WHAT YOU SHOULD DO
Reproduce word for word the lines of the material below, starting with the line that contains "lid in the intersection above." and ending with, and including, the line that contains "[238,0,600,213]".

DATA LINES
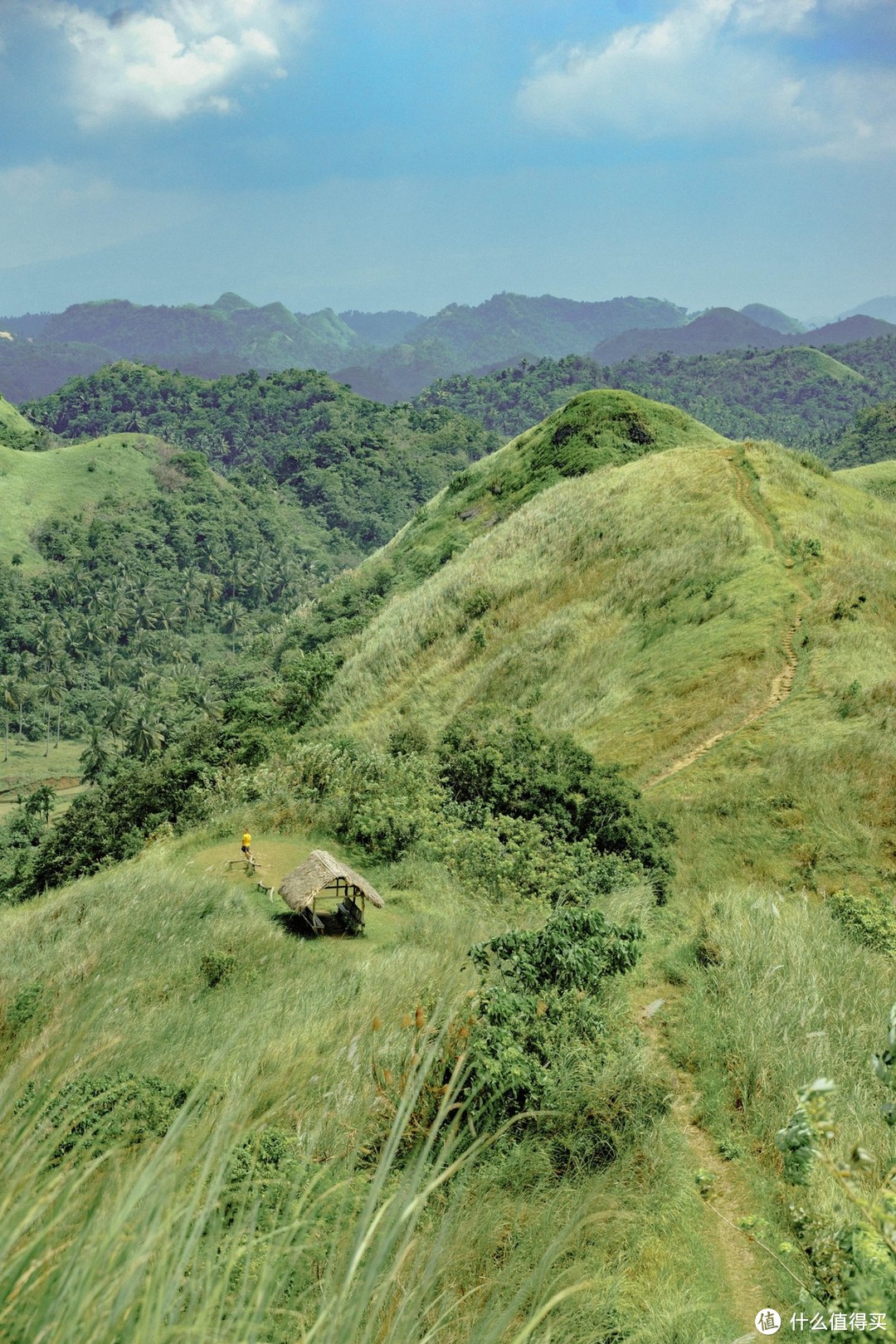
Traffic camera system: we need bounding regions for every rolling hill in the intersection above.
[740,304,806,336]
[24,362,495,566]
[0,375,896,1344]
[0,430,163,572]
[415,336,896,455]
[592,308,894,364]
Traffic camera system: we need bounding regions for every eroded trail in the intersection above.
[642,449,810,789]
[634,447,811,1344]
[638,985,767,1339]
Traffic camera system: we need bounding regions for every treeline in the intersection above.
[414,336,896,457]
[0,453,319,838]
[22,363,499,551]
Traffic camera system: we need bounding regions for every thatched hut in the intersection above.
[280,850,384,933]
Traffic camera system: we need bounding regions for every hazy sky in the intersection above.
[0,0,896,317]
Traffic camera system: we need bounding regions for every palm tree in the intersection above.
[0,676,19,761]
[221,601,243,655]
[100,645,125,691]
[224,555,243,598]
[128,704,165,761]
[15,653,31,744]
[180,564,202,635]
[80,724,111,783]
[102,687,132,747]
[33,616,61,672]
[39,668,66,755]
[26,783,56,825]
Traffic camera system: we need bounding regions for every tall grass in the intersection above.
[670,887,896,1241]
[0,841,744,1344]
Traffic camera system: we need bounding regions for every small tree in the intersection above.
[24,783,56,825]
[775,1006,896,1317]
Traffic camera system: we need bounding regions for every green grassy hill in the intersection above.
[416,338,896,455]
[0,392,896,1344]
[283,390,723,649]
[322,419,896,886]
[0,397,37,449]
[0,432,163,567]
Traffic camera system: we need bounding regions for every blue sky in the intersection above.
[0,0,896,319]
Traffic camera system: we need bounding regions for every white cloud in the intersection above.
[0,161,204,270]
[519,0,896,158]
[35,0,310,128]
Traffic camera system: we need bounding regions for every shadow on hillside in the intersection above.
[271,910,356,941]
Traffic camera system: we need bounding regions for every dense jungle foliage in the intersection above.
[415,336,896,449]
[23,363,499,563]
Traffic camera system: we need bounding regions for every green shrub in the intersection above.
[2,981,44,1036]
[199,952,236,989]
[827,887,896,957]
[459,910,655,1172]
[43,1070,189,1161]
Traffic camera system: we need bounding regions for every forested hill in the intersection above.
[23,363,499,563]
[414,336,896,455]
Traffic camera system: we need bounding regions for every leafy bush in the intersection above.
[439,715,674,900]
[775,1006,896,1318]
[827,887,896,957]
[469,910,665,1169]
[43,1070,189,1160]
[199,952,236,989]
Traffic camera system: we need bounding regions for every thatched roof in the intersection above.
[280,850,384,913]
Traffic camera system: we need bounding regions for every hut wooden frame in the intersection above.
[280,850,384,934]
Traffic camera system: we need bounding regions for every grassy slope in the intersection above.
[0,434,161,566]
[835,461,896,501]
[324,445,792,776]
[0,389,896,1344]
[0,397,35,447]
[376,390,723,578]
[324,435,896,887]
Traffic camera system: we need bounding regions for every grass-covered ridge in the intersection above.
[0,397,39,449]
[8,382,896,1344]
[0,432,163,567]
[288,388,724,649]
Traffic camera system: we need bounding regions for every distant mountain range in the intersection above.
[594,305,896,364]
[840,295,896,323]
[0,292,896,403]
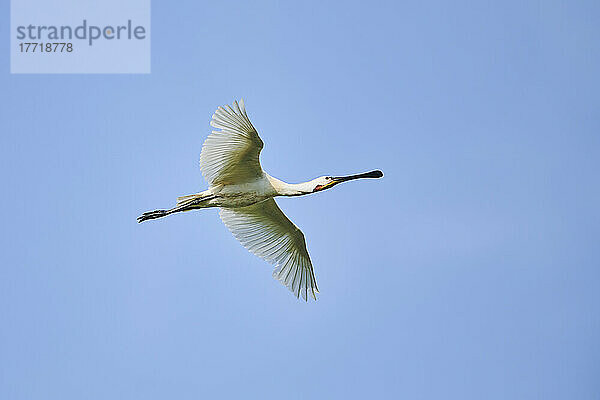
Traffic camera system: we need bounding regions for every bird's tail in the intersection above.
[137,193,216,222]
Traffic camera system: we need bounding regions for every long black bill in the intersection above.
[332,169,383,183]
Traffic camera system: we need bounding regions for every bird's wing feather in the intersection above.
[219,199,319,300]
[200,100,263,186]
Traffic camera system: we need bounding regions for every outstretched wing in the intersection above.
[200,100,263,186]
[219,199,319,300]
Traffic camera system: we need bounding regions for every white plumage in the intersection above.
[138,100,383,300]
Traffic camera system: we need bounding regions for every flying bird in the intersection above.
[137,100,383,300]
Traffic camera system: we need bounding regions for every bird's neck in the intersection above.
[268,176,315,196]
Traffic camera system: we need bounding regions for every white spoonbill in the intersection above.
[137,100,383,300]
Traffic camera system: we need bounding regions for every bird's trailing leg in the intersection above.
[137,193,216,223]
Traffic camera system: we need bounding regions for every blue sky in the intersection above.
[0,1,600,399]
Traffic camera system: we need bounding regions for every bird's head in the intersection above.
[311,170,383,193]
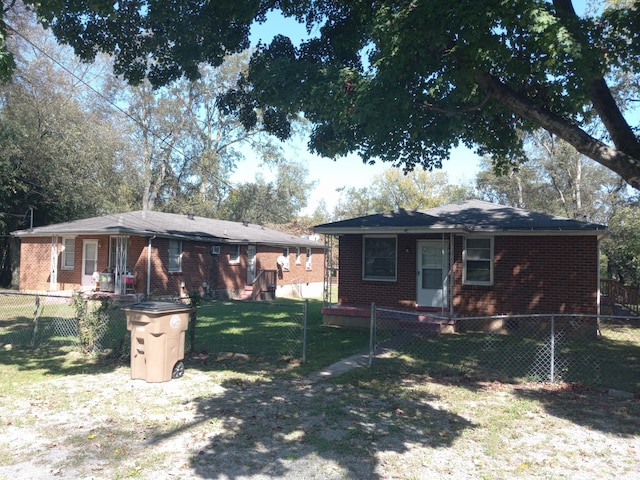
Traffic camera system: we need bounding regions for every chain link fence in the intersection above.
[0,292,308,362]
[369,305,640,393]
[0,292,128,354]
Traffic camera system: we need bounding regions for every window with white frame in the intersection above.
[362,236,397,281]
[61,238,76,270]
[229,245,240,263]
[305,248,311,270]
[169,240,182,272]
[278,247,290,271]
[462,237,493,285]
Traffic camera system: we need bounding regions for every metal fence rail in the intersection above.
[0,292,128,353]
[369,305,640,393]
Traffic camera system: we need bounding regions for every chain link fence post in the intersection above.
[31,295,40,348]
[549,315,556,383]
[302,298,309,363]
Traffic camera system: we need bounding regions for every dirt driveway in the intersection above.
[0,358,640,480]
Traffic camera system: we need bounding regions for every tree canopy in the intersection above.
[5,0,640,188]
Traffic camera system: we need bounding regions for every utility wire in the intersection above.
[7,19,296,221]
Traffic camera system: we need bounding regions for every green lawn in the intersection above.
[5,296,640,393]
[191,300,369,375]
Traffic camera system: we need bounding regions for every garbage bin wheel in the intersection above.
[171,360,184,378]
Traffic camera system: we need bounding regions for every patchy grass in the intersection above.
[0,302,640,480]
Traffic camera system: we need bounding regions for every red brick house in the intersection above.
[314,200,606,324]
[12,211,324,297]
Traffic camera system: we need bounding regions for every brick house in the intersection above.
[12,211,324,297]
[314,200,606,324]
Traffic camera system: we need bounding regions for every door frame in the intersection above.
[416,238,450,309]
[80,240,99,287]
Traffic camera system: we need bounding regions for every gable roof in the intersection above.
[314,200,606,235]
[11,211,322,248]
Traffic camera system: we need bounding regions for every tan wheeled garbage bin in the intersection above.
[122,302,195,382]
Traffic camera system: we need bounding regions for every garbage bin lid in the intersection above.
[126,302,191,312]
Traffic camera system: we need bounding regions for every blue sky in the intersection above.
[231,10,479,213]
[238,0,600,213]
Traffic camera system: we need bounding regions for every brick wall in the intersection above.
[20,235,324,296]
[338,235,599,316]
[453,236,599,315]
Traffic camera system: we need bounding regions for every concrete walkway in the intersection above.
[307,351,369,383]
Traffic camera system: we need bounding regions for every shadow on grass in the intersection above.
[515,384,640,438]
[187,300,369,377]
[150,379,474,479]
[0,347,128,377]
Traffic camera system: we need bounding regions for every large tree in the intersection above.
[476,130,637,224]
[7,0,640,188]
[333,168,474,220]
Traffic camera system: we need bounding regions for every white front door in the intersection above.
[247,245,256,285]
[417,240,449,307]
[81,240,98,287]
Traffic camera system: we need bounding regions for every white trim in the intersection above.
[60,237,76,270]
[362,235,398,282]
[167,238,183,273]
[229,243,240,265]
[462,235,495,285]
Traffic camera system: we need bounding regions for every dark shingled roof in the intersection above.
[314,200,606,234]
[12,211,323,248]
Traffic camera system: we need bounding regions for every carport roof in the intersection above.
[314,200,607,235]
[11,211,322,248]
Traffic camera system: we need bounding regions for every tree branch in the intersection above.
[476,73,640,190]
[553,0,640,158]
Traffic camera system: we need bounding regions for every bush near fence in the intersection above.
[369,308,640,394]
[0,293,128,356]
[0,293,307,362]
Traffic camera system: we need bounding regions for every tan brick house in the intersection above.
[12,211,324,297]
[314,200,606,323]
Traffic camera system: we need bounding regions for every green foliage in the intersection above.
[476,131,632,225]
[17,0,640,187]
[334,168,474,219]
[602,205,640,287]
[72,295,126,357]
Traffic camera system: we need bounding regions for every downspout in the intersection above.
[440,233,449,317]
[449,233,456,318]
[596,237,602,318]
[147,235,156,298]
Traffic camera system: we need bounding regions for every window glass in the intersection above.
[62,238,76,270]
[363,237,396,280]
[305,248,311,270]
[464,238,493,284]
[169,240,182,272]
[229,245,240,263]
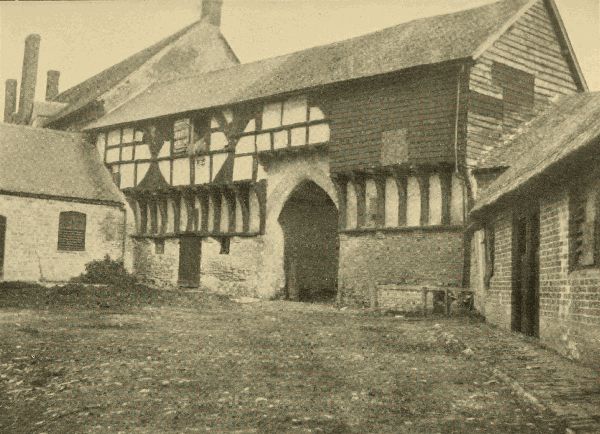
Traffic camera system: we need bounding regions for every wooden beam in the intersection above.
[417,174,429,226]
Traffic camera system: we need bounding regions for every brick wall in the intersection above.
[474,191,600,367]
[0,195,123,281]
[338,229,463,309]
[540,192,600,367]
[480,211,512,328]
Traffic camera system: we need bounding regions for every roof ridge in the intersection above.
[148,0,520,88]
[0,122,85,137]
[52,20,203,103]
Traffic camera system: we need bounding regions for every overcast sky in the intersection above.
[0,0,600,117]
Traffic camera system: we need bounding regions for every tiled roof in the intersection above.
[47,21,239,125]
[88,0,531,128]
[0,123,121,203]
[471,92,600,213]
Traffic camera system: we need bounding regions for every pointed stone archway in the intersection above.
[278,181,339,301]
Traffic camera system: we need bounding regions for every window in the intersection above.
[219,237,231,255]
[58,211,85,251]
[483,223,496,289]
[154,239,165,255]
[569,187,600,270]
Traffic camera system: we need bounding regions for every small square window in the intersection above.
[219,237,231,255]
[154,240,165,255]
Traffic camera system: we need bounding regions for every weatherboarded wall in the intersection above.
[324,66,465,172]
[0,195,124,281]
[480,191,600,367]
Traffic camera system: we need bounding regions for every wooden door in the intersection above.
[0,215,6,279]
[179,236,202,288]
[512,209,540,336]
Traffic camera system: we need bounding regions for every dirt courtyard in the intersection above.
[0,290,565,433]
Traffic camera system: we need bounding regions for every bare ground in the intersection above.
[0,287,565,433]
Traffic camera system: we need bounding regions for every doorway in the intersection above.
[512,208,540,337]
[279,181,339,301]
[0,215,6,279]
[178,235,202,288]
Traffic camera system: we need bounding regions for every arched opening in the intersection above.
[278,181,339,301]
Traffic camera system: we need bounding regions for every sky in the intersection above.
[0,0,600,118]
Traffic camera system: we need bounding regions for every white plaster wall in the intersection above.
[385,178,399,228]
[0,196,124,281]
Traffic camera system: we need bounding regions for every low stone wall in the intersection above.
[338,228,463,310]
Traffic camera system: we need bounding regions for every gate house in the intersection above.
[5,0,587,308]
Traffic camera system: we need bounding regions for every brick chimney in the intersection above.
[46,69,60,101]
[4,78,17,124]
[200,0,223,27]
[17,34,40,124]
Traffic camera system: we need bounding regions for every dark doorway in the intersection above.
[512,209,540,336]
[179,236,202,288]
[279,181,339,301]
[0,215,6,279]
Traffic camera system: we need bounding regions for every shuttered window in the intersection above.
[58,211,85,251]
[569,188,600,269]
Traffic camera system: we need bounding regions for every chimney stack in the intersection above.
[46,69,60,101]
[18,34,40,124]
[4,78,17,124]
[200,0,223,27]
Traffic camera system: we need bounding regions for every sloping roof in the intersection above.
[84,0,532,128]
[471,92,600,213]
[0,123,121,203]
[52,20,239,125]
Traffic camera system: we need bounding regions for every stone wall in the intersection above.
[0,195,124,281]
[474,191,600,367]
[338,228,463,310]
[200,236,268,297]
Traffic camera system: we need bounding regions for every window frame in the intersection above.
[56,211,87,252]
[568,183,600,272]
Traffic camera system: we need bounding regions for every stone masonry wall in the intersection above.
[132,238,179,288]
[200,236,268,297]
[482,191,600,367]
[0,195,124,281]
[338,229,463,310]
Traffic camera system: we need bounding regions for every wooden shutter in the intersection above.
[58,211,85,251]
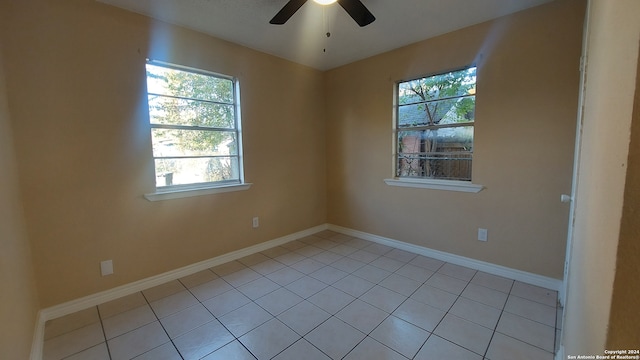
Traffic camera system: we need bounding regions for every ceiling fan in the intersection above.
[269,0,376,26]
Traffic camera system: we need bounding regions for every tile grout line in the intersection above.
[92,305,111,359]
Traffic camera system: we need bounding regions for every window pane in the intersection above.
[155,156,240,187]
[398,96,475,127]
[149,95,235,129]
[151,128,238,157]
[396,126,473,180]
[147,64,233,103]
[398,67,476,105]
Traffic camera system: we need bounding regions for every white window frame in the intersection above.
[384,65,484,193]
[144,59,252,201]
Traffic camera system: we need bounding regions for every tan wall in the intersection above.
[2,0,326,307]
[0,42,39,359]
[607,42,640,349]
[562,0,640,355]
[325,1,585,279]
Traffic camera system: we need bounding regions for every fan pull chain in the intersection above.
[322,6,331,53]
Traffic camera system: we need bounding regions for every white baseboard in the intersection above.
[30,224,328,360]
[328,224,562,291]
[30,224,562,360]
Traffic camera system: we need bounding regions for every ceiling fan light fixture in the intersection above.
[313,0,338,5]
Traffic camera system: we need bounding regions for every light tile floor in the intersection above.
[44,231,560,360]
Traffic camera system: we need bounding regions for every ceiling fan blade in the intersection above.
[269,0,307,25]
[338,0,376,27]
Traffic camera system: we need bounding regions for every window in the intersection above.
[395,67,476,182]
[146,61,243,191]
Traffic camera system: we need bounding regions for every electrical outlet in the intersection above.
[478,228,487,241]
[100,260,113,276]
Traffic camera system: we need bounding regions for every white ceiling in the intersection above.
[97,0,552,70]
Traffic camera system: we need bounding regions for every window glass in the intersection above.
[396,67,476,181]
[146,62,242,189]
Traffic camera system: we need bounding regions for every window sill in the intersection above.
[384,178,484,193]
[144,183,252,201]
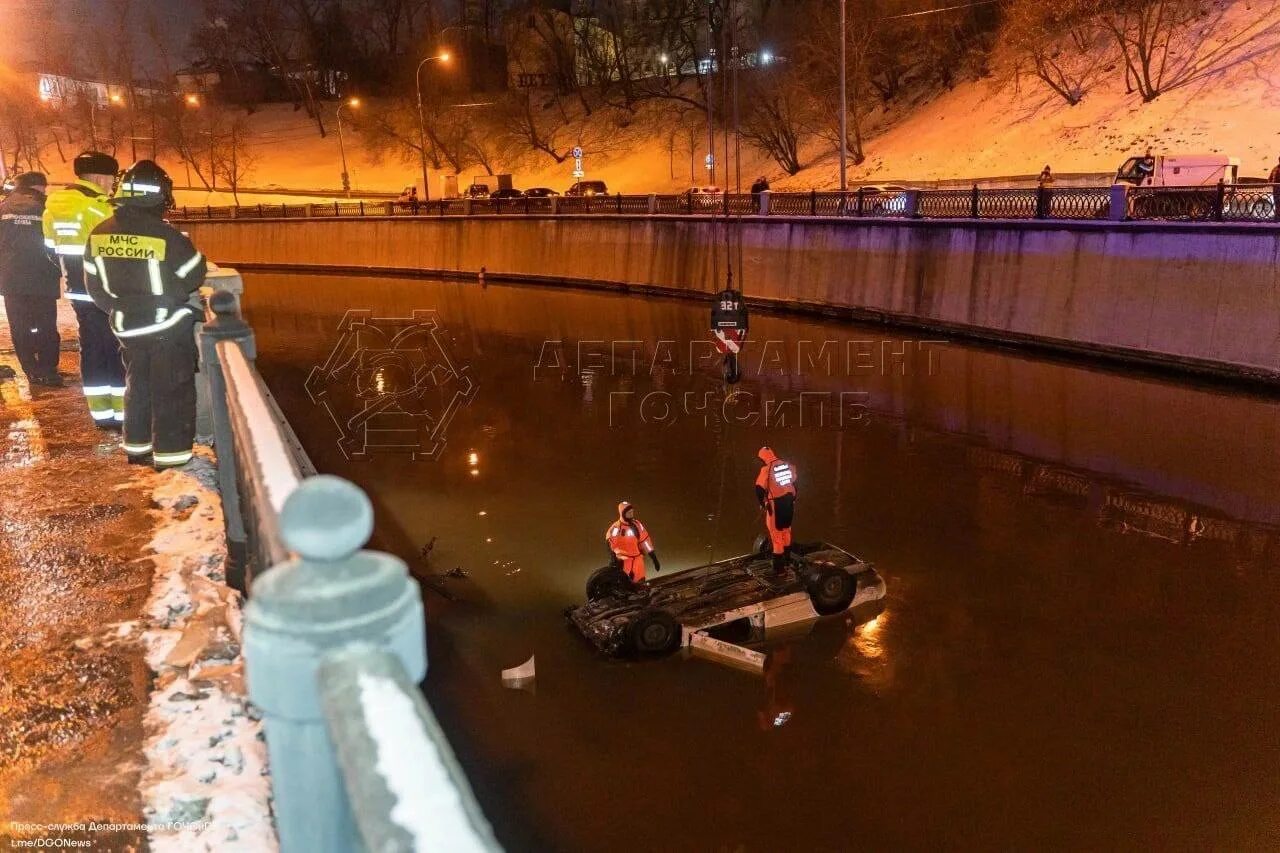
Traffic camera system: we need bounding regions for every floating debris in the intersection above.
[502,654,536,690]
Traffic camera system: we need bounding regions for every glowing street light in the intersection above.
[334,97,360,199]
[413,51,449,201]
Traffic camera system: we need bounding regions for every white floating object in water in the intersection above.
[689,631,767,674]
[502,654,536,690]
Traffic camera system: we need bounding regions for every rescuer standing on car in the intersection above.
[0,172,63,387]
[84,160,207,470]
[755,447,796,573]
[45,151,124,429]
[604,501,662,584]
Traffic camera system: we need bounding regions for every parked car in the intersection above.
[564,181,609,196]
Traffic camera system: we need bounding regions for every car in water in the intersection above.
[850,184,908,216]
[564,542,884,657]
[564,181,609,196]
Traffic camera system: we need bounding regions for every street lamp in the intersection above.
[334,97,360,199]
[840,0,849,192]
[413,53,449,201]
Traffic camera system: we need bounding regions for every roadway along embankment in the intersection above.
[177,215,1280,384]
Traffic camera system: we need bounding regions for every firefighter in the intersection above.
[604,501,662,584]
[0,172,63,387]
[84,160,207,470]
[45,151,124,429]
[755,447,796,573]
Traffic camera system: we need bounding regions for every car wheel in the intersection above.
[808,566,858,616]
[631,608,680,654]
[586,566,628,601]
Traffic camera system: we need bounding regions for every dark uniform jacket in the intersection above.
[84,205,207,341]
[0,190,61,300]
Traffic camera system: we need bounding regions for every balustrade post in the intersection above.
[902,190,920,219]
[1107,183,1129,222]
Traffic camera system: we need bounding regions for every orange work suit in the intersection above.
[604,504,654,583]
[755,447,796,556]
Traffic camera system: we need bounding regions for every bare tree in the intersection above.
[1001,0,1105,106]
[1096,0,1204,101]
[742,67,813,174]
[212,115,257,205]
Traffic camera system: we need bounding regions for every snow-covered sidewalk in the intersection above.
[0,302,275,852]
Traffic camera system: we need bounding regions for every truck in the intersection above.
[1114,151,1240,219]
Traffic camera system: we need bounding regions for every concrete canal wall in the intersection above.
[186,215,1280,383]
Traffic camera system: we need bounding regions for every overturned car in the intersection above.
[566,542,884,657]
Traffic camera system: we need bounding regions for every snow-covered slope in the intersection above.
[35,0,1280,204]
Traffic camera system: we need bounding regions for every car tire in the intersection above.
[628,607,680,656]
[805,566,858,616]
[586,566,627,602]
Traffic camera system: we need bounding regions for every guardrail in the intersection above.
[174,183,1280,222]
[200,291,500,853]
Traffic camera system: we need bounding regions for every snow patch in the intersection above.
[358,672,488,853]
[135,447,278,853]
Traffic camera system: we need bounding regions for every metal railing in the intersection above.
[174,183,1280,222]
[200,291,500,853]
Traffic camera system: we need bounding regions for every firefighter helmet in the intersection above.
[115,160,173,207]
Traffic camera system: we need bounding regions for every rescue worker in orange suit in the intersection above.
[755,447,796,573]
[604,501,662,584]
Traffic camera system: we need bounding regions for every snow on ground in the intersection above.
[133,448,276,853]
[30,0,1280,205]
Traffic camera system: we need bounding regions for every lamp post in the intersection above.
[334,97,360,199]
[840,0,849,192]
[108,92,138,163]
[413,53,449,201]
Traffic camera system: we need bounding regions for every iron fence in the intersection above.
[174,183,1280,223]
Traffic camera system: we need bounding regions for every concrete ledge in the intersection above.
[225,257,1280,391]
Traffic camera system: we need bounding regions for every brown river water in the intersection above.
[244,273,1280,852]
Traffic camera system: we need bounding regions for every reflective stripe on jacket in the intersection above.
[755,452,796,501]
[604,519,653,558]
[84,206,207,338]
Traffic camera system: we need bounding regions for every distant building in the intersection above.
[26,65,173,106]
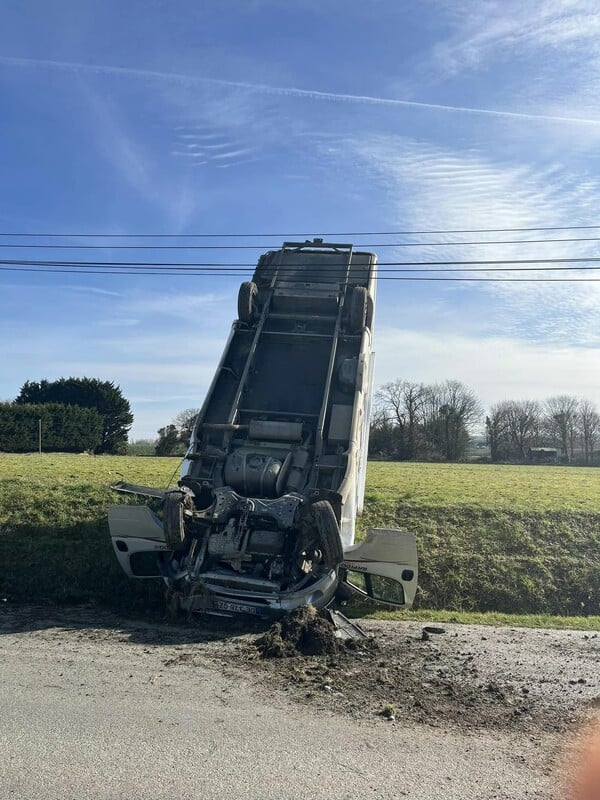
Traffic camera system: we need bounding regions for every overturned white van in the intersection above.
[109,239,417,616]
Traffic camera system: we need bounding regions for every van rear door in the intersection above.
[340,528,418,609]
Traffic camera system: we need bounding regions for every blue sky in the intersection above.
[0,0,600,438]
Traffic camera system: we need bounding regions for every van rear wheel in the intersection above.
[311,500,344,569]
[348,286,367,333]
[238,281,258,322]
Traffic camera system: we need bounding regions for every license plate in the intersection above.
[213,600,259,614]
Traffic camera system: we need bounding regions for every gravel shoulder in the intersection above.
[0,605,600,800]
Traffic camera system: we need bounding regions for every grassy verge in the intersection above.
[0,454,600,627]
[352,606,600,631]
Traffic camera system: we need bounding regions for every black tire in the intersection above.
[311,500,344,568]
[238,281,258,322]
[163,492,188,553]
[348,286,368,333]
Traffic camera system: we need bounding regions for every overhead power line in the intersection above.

RESULT OF THIS TASK
Traffic camera system: we need bounding regions for every garbage bin lid in the intersection above.
[126,302,191,312]
Traffic camera system: we need bounding regions for every blue sky in the intersection above.
[231,10,479,213]
[238,0,600,213]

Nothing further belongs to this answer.